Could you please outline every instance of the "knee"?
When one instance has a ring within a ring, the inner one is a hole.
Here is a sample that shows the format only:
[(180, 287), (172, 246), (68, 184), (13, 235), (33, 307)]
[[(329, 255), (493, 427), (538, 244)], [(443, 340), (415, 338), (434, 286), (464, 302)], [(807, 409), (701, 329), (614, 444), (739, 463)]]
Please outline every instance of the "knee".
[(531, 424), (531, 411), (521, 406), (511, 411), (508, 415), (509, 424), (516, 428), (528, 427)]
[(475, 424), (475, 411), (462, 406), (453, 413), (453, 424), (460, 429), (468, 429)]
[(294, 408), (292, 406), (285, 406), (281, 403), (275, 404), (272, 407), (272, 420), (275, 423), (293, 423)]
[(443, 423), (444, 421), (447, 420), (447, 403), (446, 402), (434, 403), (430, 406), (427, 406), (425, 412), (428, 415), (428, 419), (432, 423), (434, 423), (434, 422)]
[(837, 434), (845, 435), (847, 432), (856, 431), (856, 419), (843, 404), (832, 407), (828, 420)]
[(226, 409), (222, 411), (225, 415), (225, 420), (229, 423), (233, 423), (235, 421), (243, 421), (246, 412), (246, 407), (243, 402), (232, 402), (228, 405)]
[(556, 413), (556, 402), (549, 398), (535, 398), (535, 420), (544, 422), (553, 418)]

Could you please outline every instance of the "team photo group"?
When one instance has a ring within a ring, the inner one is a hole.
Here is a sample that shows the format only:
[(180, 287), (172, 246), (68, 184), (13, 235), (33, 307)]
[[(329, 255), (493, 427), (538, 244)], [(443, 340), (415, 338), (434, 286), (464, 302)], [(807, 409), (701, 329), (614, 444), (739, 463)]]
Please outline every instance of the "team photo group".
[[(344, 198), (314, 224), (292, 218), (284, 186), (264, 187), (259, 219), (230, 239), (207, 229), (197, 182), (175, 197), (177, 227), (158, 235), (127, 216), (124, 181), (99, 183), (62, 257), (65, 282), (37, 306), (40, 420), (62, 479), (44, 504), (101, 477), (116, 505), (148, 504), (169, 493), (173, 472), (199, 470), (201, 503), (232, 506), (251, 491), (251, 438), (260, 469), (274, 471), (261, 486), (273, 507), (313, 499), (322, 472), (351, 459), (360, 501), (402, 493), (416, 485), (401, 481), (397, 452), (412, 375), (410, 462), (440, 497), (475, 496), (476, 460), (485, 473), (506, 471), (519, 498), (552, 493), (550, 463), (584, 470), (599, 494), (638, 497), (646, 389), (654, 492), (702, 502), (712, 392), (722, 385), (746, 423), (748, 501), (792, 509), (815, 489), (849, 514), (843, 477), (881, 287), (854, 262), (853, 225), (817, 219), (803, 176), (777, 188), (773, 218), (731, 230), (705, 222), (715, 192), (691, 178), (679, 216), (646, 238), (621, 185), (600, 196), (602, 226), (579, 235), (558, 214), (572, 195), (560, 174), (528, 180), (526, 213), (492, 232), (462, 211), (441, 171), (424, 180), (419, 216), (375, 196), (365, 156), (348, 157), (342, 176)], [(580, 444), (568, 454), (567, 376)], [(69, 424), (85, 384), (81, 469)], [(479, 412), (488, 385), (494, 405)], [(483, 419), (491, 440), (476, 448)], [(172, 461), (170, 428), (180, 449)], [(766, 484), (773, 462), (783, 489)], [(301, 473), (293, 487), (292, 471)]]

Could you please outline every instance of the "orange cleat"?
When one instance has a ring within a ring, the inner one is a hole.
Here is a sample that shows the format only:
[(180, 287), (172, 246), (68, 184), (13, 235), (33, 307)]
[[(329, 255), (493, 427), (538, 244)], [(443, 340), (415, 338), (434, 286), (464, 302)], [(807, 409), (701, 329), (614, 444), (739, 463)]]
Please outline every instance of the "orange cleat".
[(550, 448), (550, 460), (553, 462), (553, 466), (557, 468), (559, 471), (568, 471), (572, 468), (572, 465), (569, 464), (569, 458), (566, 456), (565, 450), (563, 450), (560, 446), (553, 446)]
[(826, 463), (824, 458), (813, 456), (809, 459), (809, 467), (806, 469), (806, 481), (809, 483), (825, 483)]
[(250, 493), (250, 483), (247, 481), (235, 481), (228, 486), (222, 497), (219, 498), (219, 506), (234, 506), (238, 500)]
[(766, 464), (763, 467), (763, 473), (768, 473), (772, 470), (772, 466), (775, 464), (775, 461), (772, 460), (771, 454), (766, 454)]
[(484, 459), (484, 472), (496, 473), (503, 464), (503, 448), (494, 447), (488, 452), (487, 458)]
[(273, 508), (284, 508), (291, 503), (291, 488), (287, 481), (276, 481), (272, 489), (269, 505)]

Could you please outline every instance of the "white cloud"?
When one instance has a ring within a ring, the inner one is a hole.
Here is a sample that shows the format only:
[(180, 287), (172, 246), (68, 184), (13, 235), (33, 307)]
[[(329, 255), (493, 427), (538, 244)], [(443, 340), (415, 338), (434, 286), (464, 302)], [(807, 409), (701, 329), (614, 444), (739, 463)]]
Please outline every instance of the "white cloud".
◆ ◆ ◆
Your answer should be one number: how many lines of the listing include the word "white".

**Answer:**
2